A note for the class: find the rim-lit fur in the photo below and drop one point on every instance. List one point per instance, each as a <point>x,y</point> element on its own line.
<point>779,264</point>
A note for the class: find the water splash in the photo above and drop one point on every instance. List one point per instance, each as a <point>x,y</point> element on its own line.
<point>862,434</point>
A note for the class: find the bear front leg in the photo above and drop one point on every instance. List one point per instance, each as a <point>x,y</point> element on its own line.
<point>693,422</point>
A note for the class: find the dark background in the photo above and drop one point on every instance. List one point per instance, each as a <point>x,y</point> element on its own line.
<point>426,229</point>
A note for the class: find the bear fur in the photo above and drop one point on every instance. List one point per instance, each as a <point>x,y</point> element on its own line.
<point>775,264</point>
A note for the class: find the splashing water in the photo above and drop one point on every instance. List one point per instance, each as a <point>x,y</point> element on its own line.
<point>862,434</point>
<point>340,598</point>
---
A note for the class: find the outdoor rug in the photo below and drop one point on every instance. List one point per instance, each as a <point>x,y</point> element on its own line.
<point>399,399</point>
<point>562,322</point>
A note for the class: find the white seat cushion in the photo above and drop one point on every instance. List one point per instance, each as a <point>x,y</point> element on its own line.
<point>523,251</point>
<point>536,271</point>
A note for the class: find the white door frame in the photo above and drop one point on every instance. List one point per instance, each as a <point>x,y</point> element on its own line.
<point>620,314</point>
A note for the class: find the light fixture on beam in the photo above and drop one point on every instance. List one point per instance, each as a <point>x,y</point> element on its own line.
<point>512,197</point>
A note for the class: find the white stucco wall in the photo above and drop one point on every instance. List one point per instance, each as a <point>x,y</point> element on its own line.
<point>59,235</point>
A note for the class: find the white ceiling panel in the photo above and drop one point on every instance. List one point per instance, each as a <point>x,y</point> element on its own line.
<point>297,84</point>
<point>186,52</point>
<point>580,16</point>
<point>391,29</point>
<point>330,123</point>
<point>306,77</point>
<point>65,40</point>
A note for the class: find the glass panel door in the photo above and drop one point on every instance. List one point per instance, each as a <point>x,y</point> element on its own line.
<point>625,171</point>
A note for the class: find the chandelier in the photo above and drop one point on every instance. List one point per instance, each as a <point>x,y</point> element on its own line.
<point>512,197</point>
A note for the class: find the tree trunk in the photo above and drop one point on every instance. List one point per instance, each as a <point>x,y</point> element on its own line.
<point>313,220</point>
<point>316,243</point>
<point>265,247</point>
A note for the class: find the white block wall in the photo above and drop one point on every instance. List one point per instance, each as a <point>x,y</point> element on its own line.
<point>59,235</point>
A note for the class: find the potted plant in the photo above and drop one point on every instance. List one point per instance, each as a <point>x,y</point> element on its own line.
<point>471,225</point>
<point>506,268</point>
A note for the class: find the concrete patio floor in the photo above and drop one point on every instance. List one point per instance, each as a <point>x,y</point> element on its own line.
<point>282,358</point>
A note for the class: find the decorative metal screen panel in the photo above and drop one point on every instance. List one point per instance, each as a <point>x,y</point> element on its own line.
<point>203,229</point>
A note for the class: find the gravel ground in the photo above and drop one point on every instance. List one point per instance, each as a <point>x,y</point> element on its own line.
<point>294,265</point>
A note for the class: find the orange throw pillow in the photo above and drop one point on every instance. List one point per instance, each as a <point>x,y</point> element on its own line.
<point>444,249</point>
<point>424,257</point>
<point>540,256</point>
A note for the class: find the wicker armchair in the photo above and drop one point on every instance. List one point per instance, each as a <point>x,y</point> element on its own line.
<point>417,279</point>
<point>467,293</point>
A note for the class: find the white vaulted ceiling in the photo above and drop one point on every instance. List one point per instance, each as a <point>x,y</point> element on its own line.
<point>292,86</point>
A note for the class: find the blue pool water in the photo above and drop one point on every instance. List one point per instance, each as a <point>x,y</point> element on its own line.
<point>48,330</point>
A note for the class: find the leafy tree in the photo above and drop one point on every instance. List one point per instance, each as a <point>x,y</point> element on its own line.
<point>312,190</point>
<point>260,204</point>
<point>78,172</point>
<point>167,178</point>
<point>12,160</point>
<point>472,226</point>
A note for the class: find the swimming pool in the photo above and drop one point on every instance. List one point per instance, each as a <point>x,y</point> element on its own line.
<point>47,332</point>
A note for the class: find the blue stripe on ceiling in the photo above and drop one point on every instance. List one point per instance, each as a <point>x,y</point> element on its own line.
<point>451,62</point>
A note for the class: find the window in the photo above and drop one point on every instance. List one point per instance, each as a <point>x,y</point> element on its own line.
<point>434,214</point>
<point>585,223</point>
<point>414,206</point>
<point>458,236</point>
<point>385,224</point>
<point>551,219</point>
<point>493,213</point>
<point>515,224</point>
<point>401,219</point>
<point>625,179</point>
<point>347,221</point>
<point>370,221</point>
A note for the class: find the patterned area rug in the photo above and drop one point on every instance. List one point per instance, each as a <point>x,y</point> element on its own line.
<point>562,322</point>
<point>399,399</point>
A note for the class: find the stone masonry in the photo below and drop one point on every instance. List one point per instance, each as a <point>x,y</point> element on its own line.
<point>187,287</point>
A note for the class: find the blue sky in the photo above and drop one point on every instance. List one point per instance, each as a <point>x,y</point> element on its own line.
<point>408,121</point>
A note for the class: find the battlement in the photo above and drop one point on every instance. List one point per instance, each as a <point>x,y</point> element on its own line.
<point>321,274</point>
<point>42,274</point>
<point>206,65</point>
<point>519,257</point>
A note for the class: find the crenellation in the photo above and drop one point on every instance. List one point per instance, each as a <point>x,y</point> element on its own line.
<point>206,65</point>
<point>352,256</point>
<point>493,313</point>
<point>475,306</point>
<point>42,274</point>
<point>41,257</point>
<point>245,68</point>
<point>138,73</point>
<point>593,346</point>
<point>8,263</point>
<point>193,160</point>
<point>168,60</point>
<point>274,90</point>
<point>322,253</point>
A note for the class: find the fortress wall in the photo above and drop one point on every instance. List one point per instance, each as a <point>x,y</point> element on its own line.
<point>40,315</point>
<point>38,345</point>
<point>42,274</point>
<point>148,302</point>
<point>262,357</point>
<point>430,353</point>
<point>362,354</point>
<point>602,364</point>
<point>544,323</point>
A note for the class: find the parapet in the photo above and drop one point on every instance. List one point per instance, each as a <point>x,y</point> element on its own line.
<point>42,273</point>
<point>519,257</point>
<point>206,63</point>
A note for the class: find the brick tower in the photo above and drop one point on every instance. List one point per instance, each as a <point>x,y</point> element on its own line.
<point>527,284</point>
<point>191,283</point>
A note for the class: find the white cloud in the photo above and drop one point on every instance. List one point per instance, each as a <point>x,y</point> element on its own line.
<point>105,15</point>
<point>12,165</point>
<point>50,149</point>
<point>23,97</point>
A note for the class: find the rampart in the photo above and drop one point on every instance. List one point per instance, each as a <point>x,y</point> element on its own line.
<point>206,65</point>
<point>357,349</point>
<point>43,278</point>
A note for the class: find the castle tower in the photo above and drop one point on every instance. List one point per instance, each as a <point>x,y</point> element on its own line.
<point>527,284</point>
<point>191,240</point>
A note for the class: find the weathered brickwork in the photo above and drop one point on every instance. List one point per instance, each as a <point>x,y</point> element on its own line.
...
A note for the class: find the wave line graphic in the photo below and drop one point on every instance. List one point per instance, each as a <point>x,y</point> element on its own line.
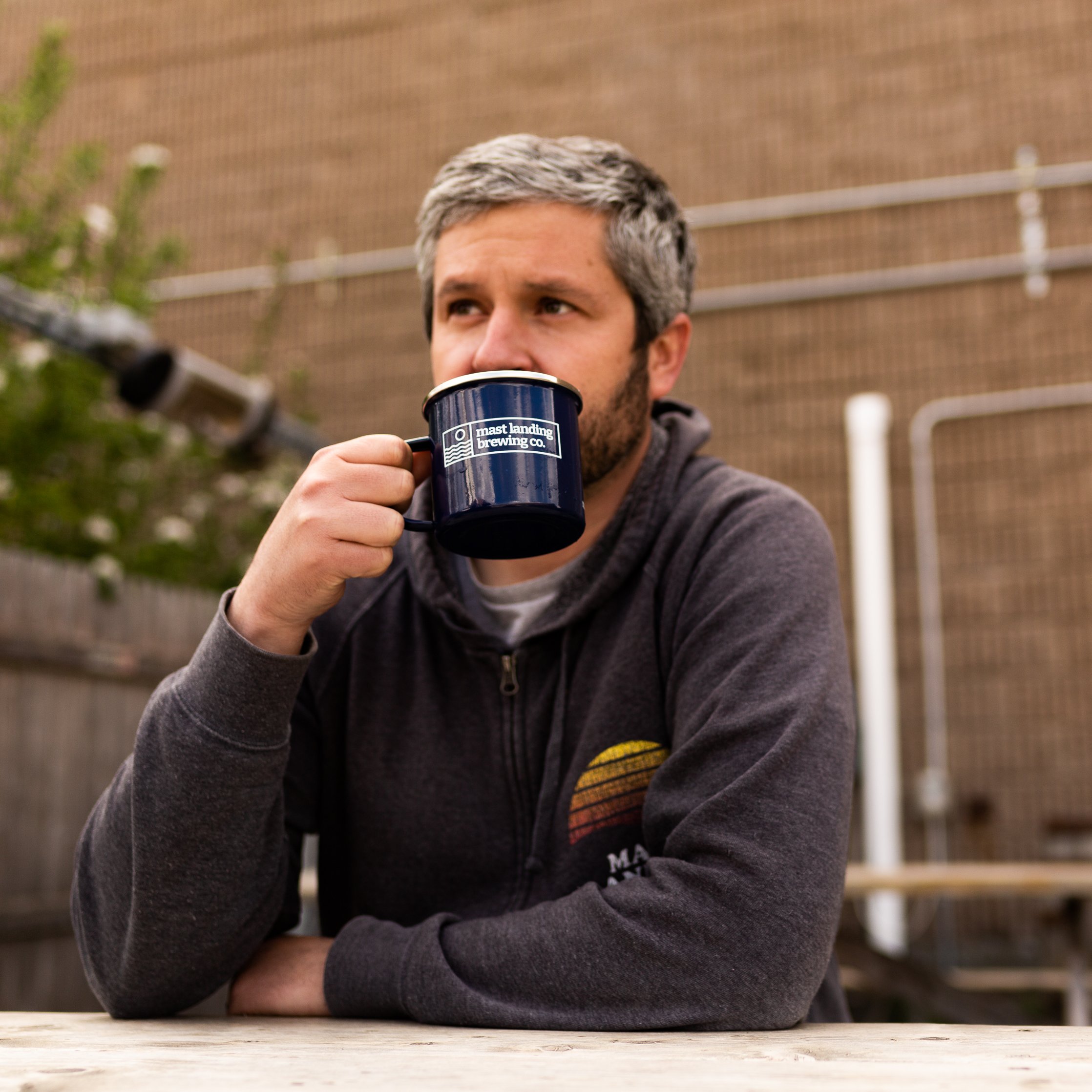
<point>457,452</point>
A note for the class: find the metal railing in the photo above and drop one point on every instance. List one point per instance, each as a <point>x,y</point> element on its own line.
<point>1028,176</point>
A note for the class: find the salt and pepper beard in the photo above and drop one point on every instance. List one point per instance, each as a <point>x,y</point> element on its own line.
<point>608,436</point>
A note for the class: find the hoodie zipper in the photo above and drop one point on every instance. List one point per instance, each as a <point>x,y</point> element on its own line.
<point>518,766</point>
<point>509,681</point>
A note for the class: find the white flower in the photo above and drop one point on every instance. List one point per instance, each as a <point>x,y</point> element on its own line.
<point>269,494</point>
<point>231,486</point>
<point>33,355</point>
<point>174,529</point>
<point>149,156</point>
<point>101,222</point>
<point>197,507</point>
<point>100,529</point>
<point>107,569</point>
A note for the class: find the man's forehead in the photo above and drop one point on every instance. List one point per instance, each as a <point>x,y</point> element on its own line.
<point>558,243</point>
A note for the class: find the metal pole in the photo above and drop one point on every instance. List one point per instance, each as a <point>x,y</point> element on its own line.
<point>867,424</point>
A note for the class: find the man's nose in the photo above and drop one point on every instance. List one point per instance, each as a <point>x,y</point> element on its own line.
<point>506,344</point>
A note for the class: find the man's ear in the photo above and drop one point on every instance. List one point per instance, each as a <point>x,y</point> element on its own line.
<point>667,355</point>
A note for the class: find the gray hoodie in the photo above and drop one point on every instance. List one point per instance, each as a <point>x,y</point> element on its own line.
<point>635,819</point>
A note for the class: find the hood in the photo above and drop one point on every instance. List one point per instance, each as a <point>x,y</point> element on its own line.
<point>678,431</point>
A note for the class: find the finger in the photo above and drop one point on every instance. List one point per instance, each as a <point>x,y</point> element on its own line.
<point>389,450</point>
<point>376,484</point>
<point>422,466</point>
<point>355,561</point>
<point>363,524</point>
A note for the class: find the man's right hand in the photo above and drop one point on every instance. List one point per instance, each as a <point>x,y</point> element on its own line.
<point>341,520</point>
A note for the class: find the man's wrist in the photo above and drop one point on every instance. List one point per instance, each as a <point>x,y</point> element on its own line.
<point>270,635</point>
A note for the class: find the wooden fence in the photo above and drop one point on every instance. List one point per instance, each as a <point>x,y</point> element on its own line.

§ **WHAT THE EXERCISE ASKS**
Report every line of the records that contains the word "blue", treating uppercase and lowercase as different.

§ **FULL ANSWER**
A note for the class: find the blue pool water in the photo above and drop one point on every instance. List one point per instance, each as a <point>x,y</point> element on its own line.
A note for the class: find the blue stripe on ceiling in the photo above and drop one point on every instance. List one point per instance, each as a <point>x,y</point> element on its own line.
A note for the class: find the blue sky in the photo above and drop one point on every instance. List one point per instance, each as a <point>x,y</point> element on its own line.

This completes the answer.